**Information shown**.
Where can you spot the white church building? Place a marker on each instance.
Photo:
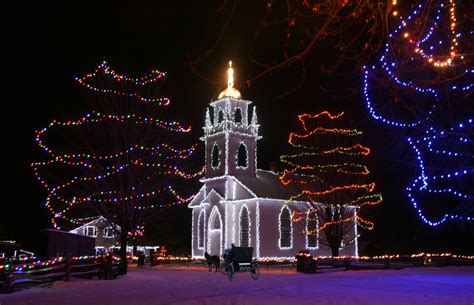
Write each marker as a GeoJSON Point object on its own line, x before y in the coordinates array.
{"type": "Point", "coordinates": [241, 204]}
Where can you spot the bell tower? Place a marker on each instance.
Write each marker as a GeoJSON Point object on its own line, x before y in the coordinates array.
{"type": "Point", "coordinates": [230, 136]}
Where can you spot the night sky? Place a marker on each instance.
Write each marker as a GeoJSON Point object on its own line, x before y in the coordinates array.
{"type": "Point", "coordinates": [48, 45]}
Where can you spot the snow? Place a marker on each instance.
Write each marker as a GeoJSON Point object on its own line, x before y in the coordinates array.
{"type": "Point", "coordinates": [195, 285]}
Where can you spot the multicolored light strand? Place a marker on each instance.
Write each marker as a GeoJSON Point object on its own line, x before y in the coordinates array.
{"type": "Point", "coordinates": [325, 175]}
{"type": "Point", "coordinates": [104, 69]}
{"type": "Point", "coordinates": [90, 179]}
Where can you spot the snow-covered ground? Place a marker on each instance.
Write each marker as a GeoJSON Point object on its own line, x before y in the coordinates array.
{"type": "Point", "coordinates": [168, 285]}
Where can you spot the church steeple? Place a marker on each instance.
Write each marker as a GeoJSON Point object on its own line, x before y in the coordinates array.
{"type": "Point", "coordinates": [231, 142]}
{"type": "Point", "coordinates": [230, 91]}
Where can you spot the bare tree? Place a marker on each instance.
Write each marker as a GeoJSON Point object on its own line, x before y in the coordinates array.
{"type": "Point", "coordinates": [328, 171]}
{"type": "Point", "coordinates": [119, 161]}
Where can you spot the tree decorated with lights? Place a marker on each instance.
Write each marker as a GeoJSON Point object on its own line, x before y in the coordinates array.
{"type": "Point", "coordinates": [119, 161]}
{"type": "Point", "coordinates": [421, 86]}
{"type": "Point", "coordinates": [326, 167]}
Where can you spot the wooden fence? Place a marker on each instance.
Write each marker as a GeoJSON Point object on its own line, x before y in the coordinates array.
{"type": "Point", "coordinates": [15, 274]}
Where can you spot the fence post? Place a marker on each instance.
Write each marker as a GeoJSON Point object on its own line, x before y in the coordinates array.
{"type": "Point", "coordinates": [67, 267]}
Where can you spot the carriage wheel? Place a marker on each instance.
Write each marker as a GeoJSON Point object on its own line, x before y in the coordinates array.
{"type": "Point", "coordinates": [223, 269]}
{"type": "Point", "coordinates": [254, 271]}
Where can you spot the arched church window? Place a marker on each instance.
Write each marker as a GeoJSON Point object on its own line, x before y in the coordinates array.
{"type": "Point", "coordinates": [215, 156]}
{"type": "Point", "coordinates": [285, 228]}
{"type": "Point", "coordinates": [238, 116]}
{"type": "Point", "coordinates": [220, 117]}
{"type": "Point", "coordinates": [216, 225]}
{"type": "Point", "coordinates": [90, 231]}
{"type": "Point", "coordinates": [242, 156]}
{"type": "Point", "coordinates": [244, 227]}
{"type": "Point", "coordinates": [201, 230]}
{"type": "Point", "coordinates": [311, 229]}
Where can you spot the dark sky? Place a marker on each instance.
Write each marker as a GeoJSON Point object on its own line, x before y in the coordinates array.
{"type": "Point", "coordinates": [48, 45]}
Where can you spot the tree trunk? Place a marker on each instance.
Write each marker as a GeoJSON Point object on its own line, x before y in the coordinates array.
{"type": "Point", "coordinates": [122, 269]}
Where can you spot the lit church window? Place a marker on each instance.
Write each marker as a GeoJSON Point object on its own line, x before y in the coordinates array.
{"type": "Point", "coordinates": [242, 160]}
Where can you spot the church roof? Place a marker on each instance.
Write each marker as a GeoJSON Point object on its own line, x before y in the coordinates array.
{"type": "Point", "coordinates": [267, 185]}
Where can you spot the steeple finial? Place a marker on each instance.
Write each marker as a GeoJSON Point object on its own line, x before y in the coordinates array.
{"type": "Point", "coordinates": [230, 76]}
{"type": "Point", "coordinates": [254, 116]}
{"type": "Point", "coordinates": [208, 119]}
{"type": "Point", "coordinates": [230, 91]}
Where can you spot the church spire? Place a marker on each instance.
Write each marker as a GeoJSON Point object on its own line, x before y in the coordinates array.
{"type": "Point", "coordinates": [208, 119]}
{"type": "Point", "coordinates": [230, 91]}
{"type": "Point", "coordinates": [254, 116]}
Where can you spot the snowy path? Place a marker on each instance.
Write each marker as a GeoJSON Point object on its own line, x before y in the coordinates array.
{"type": "Point", "coordinates": [452, 285]}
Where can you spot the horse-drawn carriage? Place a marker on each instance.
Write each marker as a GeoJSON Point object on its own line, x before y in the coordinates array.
{"type": "Point", "coordinates": [239, 259]}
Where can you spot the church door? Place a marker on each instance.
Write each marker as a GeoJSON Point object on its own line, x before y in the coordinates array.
{"type": "Point", "coordinates": [215, 233]}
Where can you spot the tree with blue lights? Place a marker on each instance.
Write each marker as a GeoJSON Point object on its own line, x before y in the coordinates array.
{"type": "Point", "coordinates": [422, 85]}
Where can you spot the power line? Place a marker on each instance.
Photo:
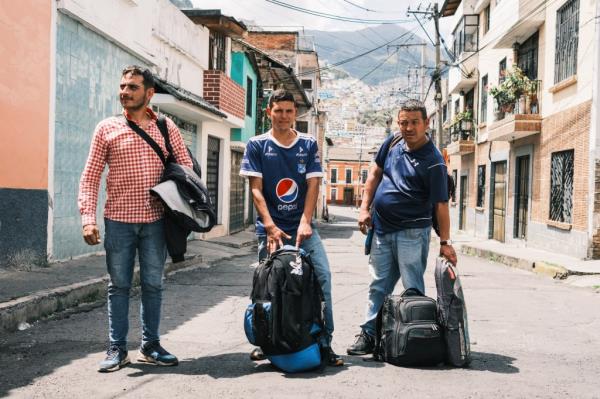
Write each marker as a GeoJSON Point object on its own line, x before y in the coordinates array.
{"type": "Point", "coordinates": [337, 17]}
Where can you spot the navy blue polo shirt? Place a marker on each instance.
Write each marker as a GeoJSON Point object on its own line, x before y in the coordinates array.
{"type": "Point", "coordinates": [412, 182]}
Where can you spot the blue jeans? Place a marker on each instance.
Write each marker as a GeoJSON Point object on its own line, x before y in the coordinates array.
{"type": "Point", "coordinates": [122, 241]}
{"type": "Point", "coordinates": [401, 254]}
{"type": "Point", "coordinates": [314, 247]}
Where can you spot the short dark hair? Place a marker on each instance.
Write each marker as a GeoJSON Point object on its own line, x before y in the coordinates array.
{"type": "Point", "coordinates": [281, 95]}
{"type": "Point", "coordinates": [413, 105]}
{"type": "Point", "coordinates": [145, 73]}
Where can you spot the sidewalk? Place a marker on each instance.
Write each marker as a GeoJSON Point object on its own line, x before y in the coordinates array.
{"type": "Point", "coordinates": [27, 296]}
{"type": "Point", "coordinates": [578, 272]}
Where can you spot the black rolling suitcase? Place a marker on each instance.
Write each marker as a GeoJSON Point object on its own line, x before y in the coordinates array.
{"type": "Point", "coordinates": [452, 313]}
{"type": "Point", "coordinates": [407, 332]}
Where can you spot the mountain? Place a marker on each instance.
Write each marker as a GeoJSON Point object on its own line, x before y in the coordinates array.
{"type": "Point", "coordinates": [336, 46]}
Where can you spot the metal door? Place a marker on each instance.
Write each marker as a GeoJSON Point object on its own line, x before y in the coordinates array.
{"type": "Point", "coordinates": [521, 197]}
{"type": "Point", "coordinates": [462, 210]}
{"type": "Point", "coordinates": [498, 201]}
{"type": "Point", "coordinates": [237, 194]}
{"type": "Point", "coordinates": [212, 170]}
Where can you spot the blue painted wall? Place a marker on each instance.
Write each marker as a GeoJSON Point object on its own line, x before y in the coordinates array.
{"type": "Point", "coordinates": [241, 68]}
{"type": "Point", "coordinates": [88, 73]}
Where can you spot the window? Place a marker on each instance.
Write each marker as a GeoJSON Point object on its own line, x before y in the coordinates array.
{"type": "Point", "coordinates": [527, 56]}
{"type": "Point", "coordinates": [561, 186]}
{"type": "Point", "coordinates": [249, 93]}
{"type": "Point", "coordinates": [302, 126]}
{"type": "Point", "coordinates": [333, 176]}
{"type": "Point", "coordinates": [567, 38]}
{"type": "Point", "coordinates": [216, 52]}
{"type": "Point", "coordinates": [363, 176]}
{"type": "Point", "coordinates": [483, 114]}
{"type": "Point", "coordinates": [486, 21]}
{"type": "Point", "coordinates": [480, 185]}
{"type": "Point", "coordinates": [466, 35]}
{"type": "Point", "coordinates": [455, 178]}
{"type": "Point", "coordinates": [501, 70]}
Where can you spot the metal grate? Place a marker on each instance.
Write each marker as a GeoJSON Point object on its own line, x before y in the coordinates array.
{"type": "Point", "coordinates": [212, 170]}
{"type": "Point", "coordinates": [567, 38]}
{"type": "Point", "coordinates": [561, 186]}
{"type": "Point", "coordinates": [480, 185]}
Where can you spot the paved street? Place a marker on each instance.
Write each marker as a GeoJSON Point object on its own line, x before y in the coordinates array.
{"type": "Point", "coordinates": [532, 337]}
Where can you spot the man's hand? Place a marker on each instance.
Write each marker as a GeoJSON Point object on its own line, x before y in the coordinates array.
{"type": "Point", "coordinates": [304, 232]}
{"type": "Point", "coordinates": [91, 234]}
{"type": "Point", "coordinates": [364, 220]}
{"type": "Point", "coordinates": [447, 251]}
{"type": "Point", "coordinates": [275, 237]}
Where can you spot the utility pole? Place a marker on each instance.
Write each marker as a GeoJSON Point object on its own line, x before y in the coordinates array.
{"type": "Point", "coordinates": [433, 12]}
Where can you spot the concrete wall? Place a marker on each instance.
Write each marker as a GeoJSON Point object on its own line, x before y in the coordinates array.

**What you need to do**. Exactly repeat the lines from the line that contains "Where can you spot the metal grate?" to the end of the entries, both included, and leave out all other lines.

**Written response**.
Where can you spot the metal grate? Place a marker on each instance.
Write each marker as a GeoJSON Point object on its own line, x before y in the coordinates array.
{"type": "Point", "coordinates": [212, 170]}
{"type": "Point", "coordinates": [567, 38]}
{"type": "Point", "coordinates": [561, 186]}
{"type": "Point", "coordinates": [480, 185]}
Where can you spot the paved street? Place a marker on each instance.
Write each marker as a GeoJSON Point object on its own line, x before y in the coordinates array.
{"type": "Point", "coordinates": [532, 337]}
Where can you spot the man's hand? Place a marker on each instance.
Write each marker as a GeoJSON Point object on its own line, x before y in the coordinates array.
{"type": "Point", "coordinates": [304, 232]}
{"type": "Point", "coordinates": [91, 234]}
{"type": "Point", "coordinates": [364, 220]}
{"type": "Point", "coordinates": [447, 251]}
{"type": "Point", "coordinates": [275, 237]}
Where can you spot the utility pole? Place a marker on each instance.
Write each marker as a GeoJSON Point object on its own line, x before y in the coordinates array.
{"type": "Point", "coordinates": [433, 12]}
Where can you spot the concrete wall? Place a marker on each instance.
Write each marker as a GeoJSON Point object on its own line, x before y in the coordinates array.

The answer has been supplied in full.